• Text passage:
The former chief of facility maintenance at the D.C. Department of Parks and Recreation allegedly kissed, fondled and demanded sexual favors from three women under his supervision, according to the women, who say the alleged harassment continued even after they told several supervisors at the agency.

The women are single mothers who were hired initially for maintenance jobs at $6.15 an hour under the District's welfare-to-work program. One former employee said she complained in person more than three years ago to Neil O. Albert, a former deputy mayor who was then the department's director.

The maintenance chief, Darnell Thompson Sr., 50, left his $66,000 position at the agency last summer after a current employee, Garrina Byrd, 28, filed a sexual harassment complaint against him with the city's Office of Human Rights.

"The Chief would grab my breasts or my behind and, if I had on a skirt, he would try to put his hand up my skirt," Byrd alleges in her complaint, filed in April. "I began to consent to the Chief's requests for sex because I was afraid that I would lose my employment."

Byrd, who was hired in 2001 and said Thompson's sexual harassment began in 2002, repeated her allegation last month at a D.C. Council committee's oversight hearing on the recreation department.

"Each time, he threatened to fire me if I didn't agree to his demands," Byrd testified. She told the panel that young women struggling to improve their lives should not be "forced to choose between their dignity and the need to make a living."

The District government has a "zero tolerance" policy that prohibits sexual harassment in the workplace and requires any supervisor who receives a complaint to make sure an investigation is conducted. Byrd's complaint has triggered mandatory training for the recreation department's 750 employees on what constitutes sexual harassment -- and what managers should do about it, said Kimberley Flowers, the department's new director.

• Task instructions:
Answer these questions from the report on the Parks and Recreation department.
(a) What hourly wage were the women paid when first hired?
(b) With which office did Garrina Byrd file her complaint against Thompson?
(c) How many recreation department employees does the mandatory training cover?

• Source information:
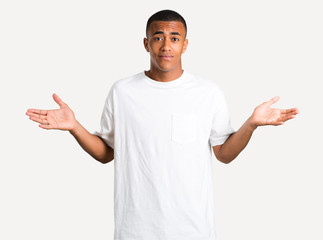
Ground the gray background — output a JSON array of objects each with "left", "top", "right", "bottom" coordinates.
[{"left": 0, "top": 0, "right": 323, "bottom": 240}]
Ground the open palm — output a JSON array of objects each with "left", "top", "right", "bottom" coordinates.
[
  {"left": 251, "top": 97, "right": 298, "bottom": 126},
  {"left": 26, "top": 94, "right": 76, "bottom": 130}
]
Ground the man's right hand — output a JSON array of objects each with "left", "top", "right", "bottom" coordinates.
[{"left": 26, "top": 93, "right": 76, "bottom": 131}]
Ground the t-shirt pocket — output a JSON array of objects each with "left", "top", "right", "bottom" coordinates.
[{"left": 172, "top": 113, "right": 197, "bottom": 144}]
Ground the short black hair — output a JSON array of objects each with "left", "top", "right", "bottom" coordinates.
[{"left": 146, "top": 9, "right": 187, "bottom": 37}]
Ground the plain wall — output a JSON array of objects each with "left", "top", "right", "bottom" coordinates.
[{"left": 0, "top": 0, "right": 323, "bottom": 240}]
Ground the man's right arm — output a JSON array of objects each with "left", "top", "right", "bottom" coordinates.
[
  {"left": 26, "top": 94, "right": 114, "bottom": 163},
  {"left": 69, "top": 121, "right": 114, "bottom": 163}
]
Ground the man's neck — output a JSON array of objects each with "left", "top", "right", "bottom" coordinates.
[{"left": 145, "top": 69, "right": 183, "bottom": 82}]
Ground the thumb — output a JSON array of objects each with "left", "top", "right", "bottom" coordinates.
[
  {"left": 267, "top": 96, "right": 280, "bottom": 105},
  {"left": 53, "top": 93, "right": 65, "bottom": 107}
]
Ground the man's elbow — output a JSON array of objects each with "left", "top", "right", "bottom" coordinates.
[{"left": 216, "top": 157, "right": 234, "bottom": 164}]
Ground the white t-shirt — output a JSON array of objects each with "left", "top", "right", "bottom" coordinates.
[{"left": 94, "top": 71, "right": 234, "bottom": 240}]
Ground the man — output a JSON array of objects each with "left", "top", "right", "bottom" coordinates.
[{"left": 27, "top": 10, "right": 298, "bottom": 240}]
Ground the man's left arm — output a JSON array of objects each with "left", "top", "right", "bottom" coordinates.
[{"left": 213, "top": 97, "right": 299, "bottom": 163}]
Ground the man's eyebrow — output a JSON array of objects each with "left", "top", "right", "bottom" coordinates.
[{"left": 153, "top": 31, "right": 181, "bottom": 36}]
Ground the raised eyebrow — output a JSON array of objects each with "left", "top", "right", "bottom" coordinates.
[
  {"left": 153, "top": 31, "right": 164, "bottom": 35},
  {"left": 153, "top": 31, "right": 181, "bottom": 36}
]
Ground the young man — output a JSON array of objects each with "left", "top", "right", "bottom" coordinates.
[{"left": 27, "top": 10, "right": 298, "bottom": 240}]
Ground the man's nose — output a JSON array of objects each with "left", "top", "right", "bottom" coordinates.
[{"left": 161, "top": 38, "right": 170, "bottom": 51}]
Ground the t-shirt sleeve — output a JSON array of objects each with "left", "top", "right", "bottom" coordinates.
[
  {"left": 210, "top": 89, "right": 235, "bottom": 146},
  {"left": 93, "top": 89, "right": 114, "bottom": 149}
]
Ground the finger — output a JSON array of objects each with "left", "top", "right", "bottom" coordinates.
[
  {"left": 53, "top": 93, "right": 64, "bottom": 107},
  {"left": 280, "top": 108, "right": 299, "bottom": 114},
  {"left": 39, "top": 124, "right": 53, "bottom": 129},
  {"left": 29, "top": 117, "right": 48, "bottom": 124},
  {"left": 267, "top": 96, "right": 280, "bottom": 105},
  {"left": 26, "top": 109, "right": 48, "bottom": 116},
  {"left": 26, "top": 113, "right": 47, "bottom": 119}
]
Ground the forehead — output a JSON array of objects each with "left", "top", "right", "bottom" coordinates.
[{"left": 148, "top": 21, "right": 185, "bottom": 36}]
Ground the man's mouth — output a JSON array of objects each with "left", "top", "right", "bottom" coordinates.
[{"left": 159, "top": 55, "right": 173, "bottom": 60}]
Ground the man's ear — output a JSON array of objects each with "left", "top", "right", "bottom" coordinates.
[
  {"left": 182, "top": 39, "right": 188, "bottom": 53},
  {"left": 144, "top": 38, "right": 149, "bottom": 52}
]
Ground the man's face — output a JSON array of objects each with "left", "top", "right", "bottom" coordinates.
[{"left": 144, "top": 21, "right": 188, "bottom": 72}]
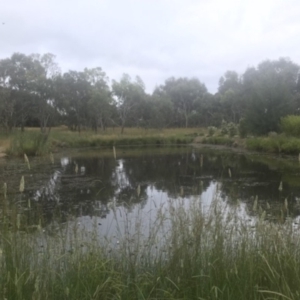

• Task result:
(a) $6.15 an hour, under the District's welfare-to-work program.
(b) The city's Office of Human Rights.
(c) 750 employees.